══ Data shown ══
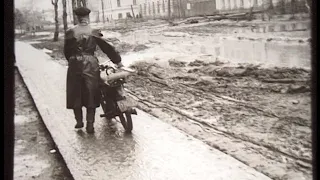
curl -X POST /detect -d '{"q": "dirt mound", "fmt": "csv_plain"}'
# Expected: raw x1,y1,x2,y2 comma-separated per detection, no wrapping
130,61,167,79
188,60,224,67
169,59,187,67
133,44,149,52
115,42,148,54
195,62,310,79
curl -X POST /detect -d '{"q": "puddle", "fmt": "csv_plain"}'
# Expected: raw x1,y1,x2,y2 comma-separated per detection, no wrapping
214,39,311,68
242,22,311,33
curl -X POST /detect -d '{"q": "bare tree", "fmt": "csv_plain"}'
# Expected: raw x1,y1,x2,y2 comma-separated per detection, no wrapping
72,0,78,25
290,0,296,19
81,0,88,7
62,0,68,32
101,0,106,24
279,0,286,14
51,0,59,41
304,0,311,15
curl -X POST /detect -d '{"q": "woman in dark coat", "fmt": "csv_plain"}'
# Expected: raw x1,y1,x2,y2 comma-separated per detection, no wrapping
64,7,122,133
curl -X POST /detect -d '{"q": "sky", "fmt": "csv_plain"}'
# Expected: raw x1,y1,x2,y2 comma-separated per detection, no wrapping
14,0,53,10
14,0,100,11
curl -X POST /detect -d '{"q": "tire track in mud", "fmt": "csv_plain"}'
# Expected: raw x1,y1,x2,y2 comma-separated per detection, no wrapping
128,82,311,165
128,88,311,180
125,74,311,179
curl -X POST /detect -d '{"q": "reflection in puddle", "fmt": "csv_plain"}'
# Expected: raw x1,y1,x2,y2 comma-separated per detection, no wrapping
248,22,310,33
215,39,311,68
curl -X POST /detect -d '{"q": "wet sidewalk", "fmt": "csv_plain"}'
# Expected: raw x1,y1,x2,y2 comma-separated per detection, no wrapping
16,42,269,180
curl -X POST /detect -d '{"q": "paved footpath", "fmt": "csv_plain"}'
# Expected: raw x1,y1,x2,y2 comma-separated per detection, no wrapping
16,42,270,180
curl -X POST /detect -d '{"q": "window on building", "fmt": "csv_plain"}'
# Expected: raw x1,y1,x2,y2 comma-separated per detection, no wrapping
152,2,156,15
126,12,132,18
162,0,166,12
157,1,160,14
118,13,122,19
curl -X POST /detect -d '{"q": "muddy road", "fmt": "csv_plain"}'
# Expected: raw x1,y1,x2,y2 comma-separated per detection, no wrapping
18,17,312,180
128,62,312,179
14,70,73,180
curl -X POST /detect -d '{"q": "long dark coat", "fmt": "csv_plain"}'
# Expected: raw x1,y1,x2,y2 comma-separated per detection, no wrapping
64,25,121,109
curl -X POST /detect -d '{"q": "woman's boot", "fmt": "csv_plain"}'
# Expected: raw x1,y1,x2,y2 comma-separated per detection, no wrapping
86,108,96,134
73,108,83,129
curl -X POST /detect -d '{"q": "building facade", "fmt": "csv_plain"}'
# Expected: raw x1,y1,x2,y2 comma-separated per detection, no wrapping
90,0,139,21
138,0,174,18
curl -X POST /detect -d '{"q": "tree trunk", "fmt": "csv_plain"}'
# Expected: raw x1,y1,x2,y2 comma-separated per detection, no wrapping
51,0,59,41
268,0,273,10
168,0,171,21
280,0,286,14
77,0,82,7
62,0,68,32
240,0,244,9
72,0,78,25
304,0,311,15
101,0,106,24
81,0,88,7
290,0,296,19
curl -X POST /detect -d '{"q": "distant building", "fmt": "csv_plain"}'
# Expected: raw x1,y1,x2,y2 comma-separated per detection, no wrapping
138,0,175,18
90,0,139,21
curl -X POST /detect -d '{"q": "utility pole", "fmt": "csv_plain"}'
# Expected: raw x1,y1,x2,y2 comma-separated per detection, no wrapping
101,0,106,24
131,5,136,20
168,0,171,20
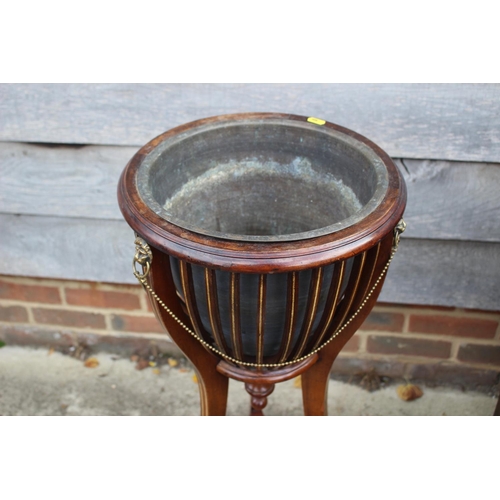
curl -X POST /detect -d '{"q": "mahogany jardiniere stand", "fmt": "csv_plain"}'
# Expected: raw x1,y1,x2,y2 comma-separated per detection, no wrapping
118,113,406,415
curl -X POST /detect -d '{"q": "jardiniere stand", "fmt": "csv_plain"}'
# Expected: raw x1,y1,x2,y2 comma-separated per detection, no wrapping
118,113,406,415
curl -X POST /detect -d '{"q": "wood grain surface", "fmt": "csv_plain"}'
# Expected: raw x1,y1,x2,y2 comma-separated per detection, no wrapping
0,143,500,242
0,215,500,310
0,84,500,162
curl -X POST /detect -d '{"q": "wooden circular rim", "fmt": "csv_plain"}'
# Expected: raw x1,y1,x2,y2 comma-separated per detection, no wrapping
118,113,406,272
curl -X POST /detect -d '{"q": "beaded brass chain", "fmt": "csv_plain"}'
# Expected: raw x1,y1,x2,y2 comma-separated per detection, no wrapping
132,219,406,368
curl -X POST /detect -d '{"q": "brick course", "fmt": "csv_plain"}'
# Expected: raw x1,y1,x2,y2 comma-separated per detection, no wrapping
65,288,141,310
33,308,106,329
0,306,28,323
111,314,164,333
0,276,500,387
0,280,61,304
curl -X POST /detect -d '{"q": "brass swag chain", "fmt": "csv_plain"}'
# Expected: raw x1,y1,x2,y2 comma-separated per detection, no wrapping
132,219,406,368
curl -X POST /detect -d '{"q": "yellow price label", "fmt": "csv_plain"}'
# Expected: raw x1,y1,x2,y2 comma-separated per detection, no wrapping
307,116,326,125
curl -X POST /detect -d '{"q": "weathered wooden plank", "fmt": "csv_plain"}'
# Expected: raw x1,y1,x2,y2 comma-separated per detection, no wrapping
0,143,137,220
0,214,137,283
0,84,500,162
396,160,500,242
0,215,500,310
380,238,500,311
0,143,500,241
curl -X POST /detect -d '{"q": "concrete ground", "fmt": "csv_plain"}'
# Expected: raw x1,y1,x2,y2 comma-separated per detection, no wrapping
0,346,496,416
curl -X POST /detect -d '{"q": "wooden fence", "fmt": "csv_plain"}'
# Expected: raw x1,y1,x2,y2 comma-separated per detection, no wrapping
0,84,500,310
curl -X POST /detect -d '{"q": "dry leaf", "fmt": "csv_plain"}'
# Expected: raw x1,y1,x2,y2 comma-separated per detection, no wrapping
135,358,149,370
396,384,424,401
83,358,99,368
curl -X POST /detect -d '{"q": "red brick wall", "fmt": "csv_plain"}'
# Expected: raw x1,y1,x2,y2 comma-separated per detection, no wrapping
0,276,500,386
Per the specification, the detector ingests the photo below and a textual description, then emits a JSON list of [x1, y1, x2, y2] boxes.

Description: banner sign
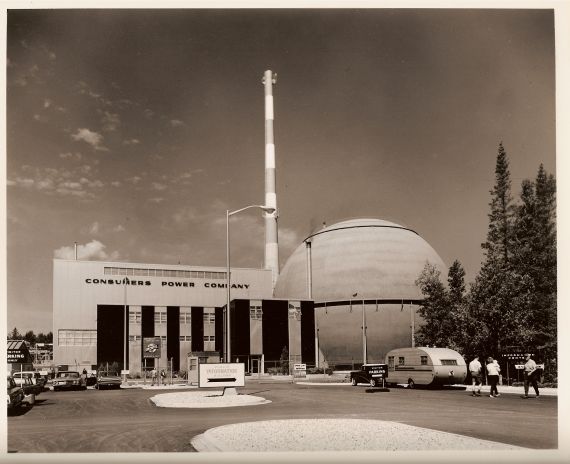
[[143, 337, 160, 358], [198, 363, 245, 388]]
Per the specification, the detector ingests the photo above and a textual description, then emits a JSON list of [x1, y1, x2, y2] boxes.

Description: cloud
[[7, 165, 105, 199], [101, 111, 121, 132], [150, 182, 166, 191], [53, 240, 120, 261], [71, 128, 107, 151], [89, 221, 99, 235], [125, 176, 142, 185]]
═══
• Requirements:
Please count the lines in the items above that contain the string "emits" and reply with only that number.

• Correct output:
2